Location identification items
──────
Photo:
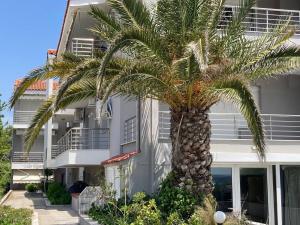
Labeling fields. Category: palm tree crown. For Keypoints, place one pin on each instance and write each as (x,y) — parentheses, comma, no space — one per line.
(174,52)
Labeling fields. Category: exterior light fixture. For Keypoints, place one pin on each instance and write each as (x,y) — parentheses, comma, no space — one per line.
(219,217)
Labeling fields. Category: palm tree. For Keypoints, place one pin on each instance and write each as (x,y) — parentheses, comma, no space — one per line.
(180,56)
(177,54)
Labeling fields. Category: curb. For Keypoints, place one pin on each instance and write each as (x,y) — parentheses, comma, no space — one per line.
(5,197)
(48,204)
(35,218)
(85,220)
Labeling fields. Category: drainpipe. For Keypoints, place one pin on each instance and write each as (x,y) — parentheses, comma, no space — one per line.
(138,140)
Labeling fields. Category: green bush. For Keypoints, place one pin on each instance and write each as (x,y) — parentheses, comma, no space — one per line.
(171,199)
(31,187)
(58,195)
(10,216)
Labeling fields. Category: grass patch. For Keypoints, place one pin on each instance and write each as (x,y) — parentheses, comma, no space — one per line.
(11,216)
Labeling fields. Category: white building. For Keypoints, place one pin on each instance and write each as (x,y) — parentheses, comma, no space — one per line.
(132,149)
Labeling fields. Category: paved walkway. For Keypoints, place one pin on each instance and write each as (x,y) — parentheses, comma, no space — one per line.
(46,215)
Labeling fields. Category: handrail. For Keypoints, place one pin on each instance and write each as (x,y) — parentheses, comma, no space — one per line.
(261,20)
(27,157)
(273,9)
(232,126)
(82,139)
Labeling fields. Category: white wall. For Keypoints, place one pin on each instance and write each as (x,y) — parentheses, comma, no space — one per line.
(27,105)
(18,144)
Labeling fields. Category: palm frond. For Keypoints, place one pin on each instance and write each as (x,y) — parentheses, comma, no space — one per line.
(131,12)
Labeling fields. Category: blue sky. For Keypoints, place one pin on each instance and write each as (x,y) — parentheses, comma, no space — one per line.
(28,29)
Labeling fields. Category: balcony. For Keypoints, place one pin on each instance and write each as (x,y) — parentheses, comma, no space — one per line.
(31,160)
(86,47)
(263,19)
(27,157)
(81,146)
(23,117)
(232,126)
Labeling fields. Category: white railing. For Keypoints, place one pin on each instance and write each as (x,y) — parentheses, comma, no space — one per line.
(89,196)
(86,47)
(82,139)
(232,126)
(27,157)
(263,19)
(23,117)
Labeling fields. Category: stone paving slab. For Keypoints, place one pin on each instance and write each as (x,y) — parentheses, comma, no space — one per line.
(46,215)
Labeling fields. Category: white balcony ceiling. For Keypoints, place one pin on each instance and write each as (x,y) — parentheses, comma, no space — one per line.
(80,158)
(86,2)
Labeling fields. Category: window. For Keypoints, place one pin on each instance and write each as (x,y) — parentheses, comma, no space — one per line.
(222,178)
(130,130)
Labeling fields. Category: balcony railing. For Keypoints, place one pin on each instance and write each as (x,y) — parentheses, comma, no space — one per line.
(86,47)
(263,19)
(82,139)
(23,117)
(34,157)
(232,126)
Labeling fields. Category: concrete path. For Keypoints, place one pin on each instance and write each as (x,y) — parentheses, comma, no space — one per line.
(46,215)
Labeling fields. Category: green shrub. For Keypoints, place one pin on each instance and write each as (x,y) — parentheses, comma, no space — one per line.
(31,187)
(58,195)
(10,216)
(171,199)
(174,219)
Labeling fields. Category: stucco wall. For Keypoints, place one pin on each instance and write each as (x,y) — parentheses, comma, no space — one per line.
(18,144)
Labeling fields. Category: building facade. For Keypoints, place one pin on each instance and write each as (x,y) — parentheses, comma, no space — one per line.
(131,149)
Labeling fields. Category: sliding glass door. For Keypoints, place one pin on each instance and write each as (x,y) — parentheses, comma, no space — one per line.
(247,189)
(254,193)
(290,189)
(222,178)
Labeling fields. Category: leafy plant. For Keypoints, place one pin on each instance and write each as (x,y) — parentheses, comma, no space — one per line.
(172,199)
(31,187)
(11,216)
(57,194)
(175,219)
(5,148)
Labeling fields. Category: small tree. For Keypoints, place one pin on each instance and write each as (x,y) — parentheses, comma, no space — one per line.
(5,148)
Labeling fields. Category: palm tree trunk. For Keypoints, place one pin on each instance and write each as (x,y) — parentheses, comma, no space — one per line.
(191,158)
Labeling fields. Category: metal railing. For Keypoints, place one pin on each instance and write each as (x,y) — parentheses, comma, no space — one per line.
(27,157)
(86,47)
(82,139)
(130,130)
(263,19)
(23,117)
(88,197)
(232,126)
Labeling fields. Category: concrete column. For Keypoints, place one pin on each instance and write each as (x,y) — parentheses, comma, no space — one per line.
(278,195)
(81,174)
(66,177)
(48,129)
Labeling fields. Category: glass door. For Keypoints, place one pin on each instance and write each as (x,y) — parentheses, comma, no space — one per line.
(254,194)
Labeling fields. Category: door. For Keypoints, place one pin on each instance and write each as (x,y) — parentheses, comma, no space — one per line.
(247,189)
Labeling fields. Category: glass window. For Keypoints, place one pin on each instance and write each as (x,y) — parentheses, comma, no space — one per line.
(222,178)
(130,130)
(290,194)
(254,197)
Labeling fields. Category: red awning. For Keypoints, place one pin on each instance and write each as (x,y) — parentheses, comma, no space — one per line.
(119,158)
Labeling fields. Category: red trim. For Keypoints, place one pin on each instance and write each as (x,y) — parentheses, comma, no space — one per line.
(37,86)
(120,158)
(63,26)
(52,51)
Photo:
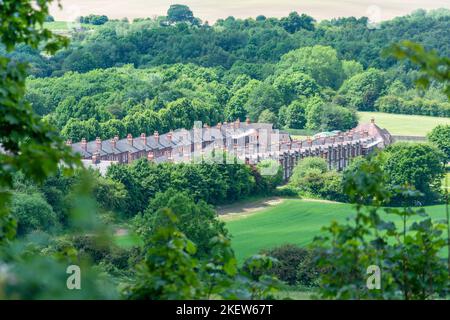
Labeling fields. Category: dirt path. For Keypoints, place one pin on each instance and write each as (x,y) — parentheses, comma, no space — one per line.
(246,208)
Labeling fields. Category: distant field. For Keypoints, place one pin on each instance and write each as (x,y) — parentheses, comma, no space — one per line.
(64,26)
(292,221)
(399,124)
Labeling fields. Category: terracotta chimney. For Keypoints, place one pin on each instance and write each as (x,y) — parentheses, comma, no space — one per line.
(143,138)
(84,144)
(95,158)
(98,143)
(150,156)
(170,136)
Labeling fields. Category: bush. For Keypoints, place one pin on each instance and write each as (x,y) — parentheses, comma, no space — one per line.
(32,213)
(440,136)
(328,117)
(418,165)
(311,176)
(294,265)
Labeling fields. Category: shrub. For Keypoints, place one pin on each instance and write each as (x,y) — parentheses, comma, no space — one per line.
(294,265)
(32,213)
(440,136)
──────
Transcribe every line in the entries above, taking out only the images.

Photo:
Labeling fields. Category: palm tree crown. For Keypoints, place one pin on each instance and write each as (x,y) — parentheses, comma, no space — one per line.
(174,52)
Labeling fields. Category: exterior light fixture. For Keypoints, place one pin on each instance and write each as (x,y) — parentheses, comma, no space — one per line.
(219,217)
Labeling fields. Category: palm tree. For Keypoints, place one pin on each instance and write each as (x,y) — parentheses, comma, no space — one per line.
(180,56)
(177,54)
Labeling fields. Category: curb. For Keypoints, place one pin on each instance and write each as (x,y) — parentheses, comma, no space — one per line.
(5,197)
(48,204)
(35,218)
(85,220)
Labeling fields. Category: drainpipe. For Keypoints, place one pin on each instance and write each as (x,y) — parentheses, comma, no space — one per line.
(138,140)
Labeling fields. Category: green bush. For Keypoints, place one pin on each instance and write each as (x,y) — parentheses, comma, no space — one per line.
(171,199)
(31,187)
(58,195)
(10,216)
Labeling fields. Category: grass patch. For Keypoints, place one pin on each instance and write each as (x,y) — parentheses, comma, no space — one per line.
(11,216)
Labeling fields. Category: white building. For Keypoints, place one pin on each instance and write each as (x,y) — parentheses, comma, no space — one per line.
(132,149)
Labeling fields. Category: paved walkway. For Keypoints, place one pin on each instance and write each as (x,y) — parentheses, comma, no space — one per line.
(46,215)
Labeling fields. Category: handrail. For Keypoints, place one pin on each instance and write each as (x,y) — parentheses, comma, no space — one per line.
(261,20)
(27,157)
(273,9)
(232,126)
(82,139)
Labeling fields. Category: white wall. For Keypoints, place one pin on each instance and write each as (x,y) — parentheses, comma, no space — one per line.
(27,105)
(18,144)
Labeling fields. Category: palm frond. For Keypoints, place one pin on each instance and write each as (x,y) — parentheses, comma, no space — one per line.
(131,12)
Labeling fields. Category: blue sky. For Keypoints, place one pin on each instance and write each as (x,y) — parentheses, comma, no space — one per line.
(28,29)
Labeling fields. Category: balcony. For Keypoints, place one pin on each instance and write each as (x,y) — parentheses, comma, no space — one per line.
(31,160)
(86,47)
(263,19)
(27,157)
(81,146)
(23,117)
(232,126)
Labeling fields. Category: white railing. For Keypoints, place one pin on each instance and write each as (x,y) — parentheses, comma, no space — one per line.
(89,196)
(86,47)
(82,139)
(232,126)
(27,157)
(263,19)
(23,117)
Labeling fields. Category: stone paving slab. For Keypoints, place one pin on each instance and write each as (x,y) — parentheses, comma, no space — one per line.
(46,215)
Labeling fields. Category: white balcony ceiling. For Keypoints, place one pin on each instance and write each as (x,y) — parentheses, comma, no space — one per line.
(80,158)
(86,2)
Labeling fields. Category: window. For Keypoints, place one pin on each instance and write each as (x,y) — parentheses, comma, no space — one per line.
(222,178)
(130,130)
Labeling fields. Category: balcony railing. For Keypoints, place one pin on each instance and write each as (x,y) — parentheses, comma, no space — one per line.
(86,47)
(263,19)
(82,139)
(23,117)
(34,157)
(232,126)
Labeling fields. Category: concrete path. For Keypoints, place one pin on each instance and write each as (x,y) — parentheses, comma, no space — one per line.
(46,215)
Labeling fields. Category: green shrub. For Keypoints, place one pin on each instance and write each as (x,y) — parentheses, comma, no space — one per line.
(31,187)
(58,195)
(10,216)
(171,199)
(174,219)
Labeling fields. Category: stucco wall. For Keypoints, place one pin on each instance and write each as (x,y) — parentheses, comma, no space — one per line.
(18,144)
Labeling fields. Category: building facade. For Keypoints, place one pin on each instance and write each as (x,y) — parentheses, comma, no space — one per line.
(131,149)
Labeling fields. Category: sliding glass door. For Keypoints, place one pin on each instance and write each as (x,y) — parentheses, comma, no space — one per line.
(247,189)
(254,193)
(290,189)
(222,178)
Labeling fields. Category: leafy plant. For Keypoints, place one pin on each instance and write each as (x,y) — parentheses, comma, no space — one per line.
(172,199)
(31,187)
(11,216)
(57,194)
(175,219)
(5,148)
Labeling fields. Category: small tree. For Keypoints, place one pin on each instance and write each as (x,y) — parentheses, comma, no space — one per line.
(5,148)
Labeling fields. Category: palm tree trunk. For Keypoints, place one pin on each instance and write each as (x,y) — parentheses, comma, no space — one per line.
(191,158)
Labeling fields. Category: metal railing. For Keypoints, place one pin on each instance and write each as (x,y) — parentheses, comma, no space — one per line.
(27,157)
(86,47)
(82,139)
(130,130)
(263,19)
(23,117)
(88,197)
(232,126)
Labeling fields. Category: concrete column. For Keypoints, place one pin on each instance and write each as (x,y) — parentheses, comma, no space — one per line.
(278,195)
(81,174)
(66,177)
(48,129)
Labeling fields. Category: glass door. For Keypoints, place one pin on each instance and write each as (x,y) — parentheses, comma, no space — one per line.
(254,194)
Labeling fields. Category: door. For Keypoints, place one pin on each instance and write each as (x,y) — parentheses, comma, no space — one per line.
(247,189)
Labeling fields. Category: glass window. For Keypoints, place one pin on each instance and write each as (x,y) — parentheses, comma, no space — one per line.
(222,178)
(130,130)
(290,194)
(254,197)
Labeling fields. Category: red awning. For Keypoints, place one pin on each instance and write each as (x,y) — parentheses, comma, no space — one per line.
(119,158)
Labeling fields. Category: red trim. For Keypoints, place one pin on each instance and write each as (x,y) — parentheses, comma, no space — one per line.
(37,86)
(120,158)
(63,26)
(52,51)
Photo:
Labeling fields. Category: dirt path. For Keypoints, place one pin on each instance and write each as (x,y) — parentheses, comma, no space — one per line.
(246,208)
Labeling fields. Category: distant field. For Keypoints, place one pin on each instance and write each as (x,y) — parentheses, comma, no space — one per line.
(64,26)
(292,221)
(399,124)
Labeling fields. Category: terracotta chimney. For Keypoints, place one pin on each instance and write each as (x,y) — parentheses, comma, no space — one per line.
(143,138)
(84,144)
(95,158)
(98,143)
(150,156)
(170,136)
Labeling fields. Category: bush. For Keypoints, place one pin on each instance and write each as (x,y) — parentheses, comma, no space — one per line.
(32,213)
(440,136)
(328,117)
(418,165)
(311,176)
(294,265)
Labeling fields. Category: shrub. For Keypoints, place one pin on each instance and write each as (x,y) — parentheses, comma, no space — one per line.
(294,265)
(32,213)
(440,136)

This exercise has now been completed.